◆ TASKS
(a) Please print the part of the neutrino mass passage from "The most ambiguous" up to and including "in Table 1.".
(b) According to the neutrino mass passage, by how much does including the neutrino contribution change the cluster mass result?

◆ EXTRACT TO READ
We take the baryon fraction
$\Omega_B=0.015h^2$ corresponding to $\eta_{10}=4$ [20].
The result is not very sensitive to this choice.



We calculate the specific mass fluctuations within a sphere of a radius
of 8 $h^{-1}$ Mpc by integrating the spectrum with a top hat 
window:

\begin{eqnarray}
\sigma_8^2&=&\langle (\delta M/M)^2\rangle_{r<8h^{-1}} \nonumber\\
&=&\int_{r<8h^{-1}}dk 4\pi k^2 |\delta_k|^2 \Big[3 {\sin(kr)-(kr)\cos(kr)
\over (kr)^3} \Big]^2 .
\end{eqnarray}
%
The resulting $\sigma_8$ for a given Hubble constant and the
neutrino mass density $\Omega_\nu$ is presented in
Fig. 1 for a flat universe (a) $\Omega=0.3$ and $\lambda=0.7$,
and (b) $\Omega=0.4$ and $\lambda=0.6$. A set of curves 
(increasing towards the right) gives
contours of constant $\sigma_8$. Another set of curves shows the 
neutrino mass density for given neutrino mass. 

The neutrino mass that concerns us is in the range $<1 $eV for most  
cases. The core radius of neutrino clustering
allowed from the phase space argument [21] is
\begin{equation}
R_\nu=3.2{ \rm Mpc}(m_\nu/1 {\rm eV})^{-2}(v/1000 {\rm km~s}^{-1})^{1/2} , 
\end{equation}
which is large compared with the core radius of rich clusters
$R_c\simeq(0.12\pm0.02)h^{-1}$Mpc$^{-1}$ [22] for velocity dispersion
$v\approx 10^3$ km s$^{-1}$. Together with small neutrino mass density,
we can ignore
the neutrino component in integrating the cluster mass. We 
have estimated the contribution from neutrinos to the cluster
mass within linear perturbation theory. The inclusion changes the
result at most by a few percent, which can safely be ignored in the
present argument.



%%
\begin{figure}[htbp]
%  \begin{center}
    \centerline{\psfig{figure=flat.ps,width=9.0cm}}
      \caption{%%
Contours of constant $\sigma_8$ derived from the COBE normalization
in the $H_0-\Omega_\nu$ plane for flat universes ($\Omega+\lambda=1$).
The region that satisfies the matching condition with the cluster 
abundance is indicated by a shade.  
Another set of curves indicates 
netrino mass density $\Omega_\nu=(3m_\nu/93.84{\rm eV})h^{-2}$.
(a) $\Omega=0.3$, (b) $\Omega=0.4$.
}      \label{fig:flat}
%  \end{center}
\end{figure}
%%

This calculated $\sigma_8$ is compared with the value estimated from 
the rich cluster abundance. The estimate of $\sigma_8$ 
has been made by a number of authors [23-25,6]. 
The most ambiguous in such analyses
is the estimate of the cluster mass, but the modern results are 
well converged among the authors,
at least for $z\approx 0$ clusters.  A summary is presented in Table 1.

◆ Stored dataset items
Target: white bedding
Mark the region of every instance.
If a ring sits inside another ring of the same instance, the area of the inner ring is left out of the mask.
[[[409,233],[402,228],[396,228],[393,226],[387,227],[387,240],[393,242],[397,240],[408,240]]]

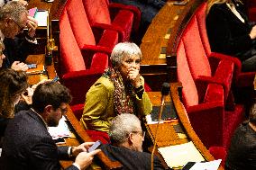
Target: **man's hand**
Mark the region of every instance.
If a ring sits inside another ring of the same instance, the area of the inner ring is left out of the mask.
[[[100,149],[96,149],[90,153],[81,152],[76,157],[75,163],[80,166],[81,170],[83,170],[92,163],[94,156],[100,151]]]
[[[20,61],[14,61],[11,68],[15,71],[27,71],[29,69],[28,66],[25,63],[20,62]]]
[[[79,145],[78,147],[72,148],[72,155],[77,157],[80,152],[87,152],[87,149],[94,144],[95,142],[85,142]]]
[[[30,38],[33,38],[35,35],[36,28],[38,27],[37,21],[33,17],[28,16],[27,27],[29,31],[28,36],[30,36]]]

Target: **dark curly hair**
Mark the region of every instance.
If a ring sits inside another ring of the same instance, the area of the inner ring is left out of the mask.
[[[6,68],[0,71],[0,117],[13,118],[14,105],[11,101],[28,88],[27,76],[25,72]]]

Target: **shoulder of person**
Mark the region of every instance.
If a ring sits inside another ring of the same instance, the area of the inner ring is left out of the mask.
[[[95,84],[94,86],[104,86],[105,88],[108,89],[108,90],[114,90],[114,86],[113,82],[105,76],[101,76]]]

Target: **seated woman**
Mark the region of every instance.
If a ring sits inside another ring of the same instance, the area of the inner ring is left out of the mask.
[[[249,113],[249,121],[235,130],[225,162],[226,170],[256,169],[256,103]]]
[[[151,113],[151,103],[139,74],[141,59],[136,44],[115,45],[110,57],[113,67],[108,67],[87,94],[81,118],[87,129],[107,132],[112,119],[118,114],[142,117]]]
[[[206,30],[215,52],[237,57],[242,71],[256,71],[256,27],[236,0],[208,1]]]
[[[0,138],[4,136],[10,119],[14,117],[14,107],[29,85],[25,72],[11,68],[0,71]],[[1,143],[1,142],[0,142]]]

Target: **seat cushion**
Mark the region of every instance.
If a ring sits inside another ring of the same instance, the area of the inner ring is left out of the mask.
[[[105,0],[83,0],[91,25],[95,22],[111,24],[108,4]]]
[[[120,10],[112,22],[113,26],[121,27],[124,31],[123,40],[129,40],[133,29],[133,13],[128,10]]]
[[[224,89],[217,84],[209,84],[206,88],[204,103],[224,101]]]
[[[113,49],[118,43],[118,33],[115,31],[105,30],[97,45]]]
[[[242,104],[236,104],[234,111],[225,111],[224,112],[224,147],[228,150],[232,136],[244,120],[244,107]]]

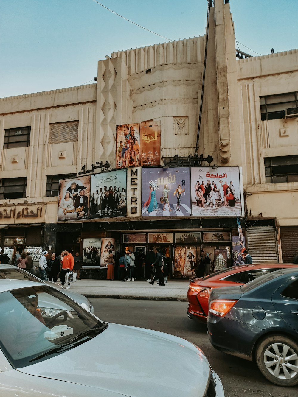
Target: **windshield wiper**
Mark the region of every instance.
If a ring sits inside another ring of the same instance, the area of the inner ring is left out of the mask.
[[[98,331],[100,331],[98,332],[98,335],[99,335],[103,331],[104,331],[104,330],[107,328],[108,325],[108,324],[107,324],[106,323],[104,323],[102,327],[96,327],[94,328],[91,328],[91,330],[87,330],[87,331],[84,331],[84,332],[81,332],[81,333],[79,333],[78,335],[76,335],[76,336],[74,336],[73,338],[72,338],[69,341],[69,343],[71,343],[72,342],[74,342],[74,341],[77,340],[77,339],[80,339],[81,338],[84,337],[85,336],[87,336],[88,335],[90,335],[91,334],[93,333],[94,332],[97,333]]]
[[[41,354],[40,354],[36,357],[35,357],[34,358],[31,358],[31,360],[29,360],[29,362],[31,362],[31,361],[35,361],[37,360],[39,360],[40,358],[43,358],[44,357],[46,357],[47,356],[49,356],[51,354],[54,354],[54,353],[57,353],[58,352],[62,353],[64,350],[68,350],[70,346],[74,344],[73,342],[75,341],[77,339],[81,339],[82,338],[83,338],[85,336],[89,336],[91,334],[93,333],[94,332],[97,333],[99,331],[99,332],[98,332],[98,334],[99,335],[103,331],[104,331],[105,329],[106,329],[108,326],[108,324],[107,324],[106,323],[104,323],[102,327],[96,327],[94,328],[91,328],[91,330],[87,330],[87,331],[84,331],[83,332],[79,333],[78,335],[76,335],[75,336],[74,336],[73,338],[72,338],[70,339],[70,341],[69,341],[66,343],[64,343],[63,345],[60,345],[58,346],[54,347],[53,349],[51,349],[50,350],[48,350],[47,351],[45,352],[44,353],[42,353]]]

◆ THE RESULTS
(a)
The most ambiguous in such analyses
is the estimate of the cluster mass, but the modern results are 
well converged among the authors,
at least for $z\approx 0$ clusters.  A summary is presented in Table 1.

(b) At most by a few percent.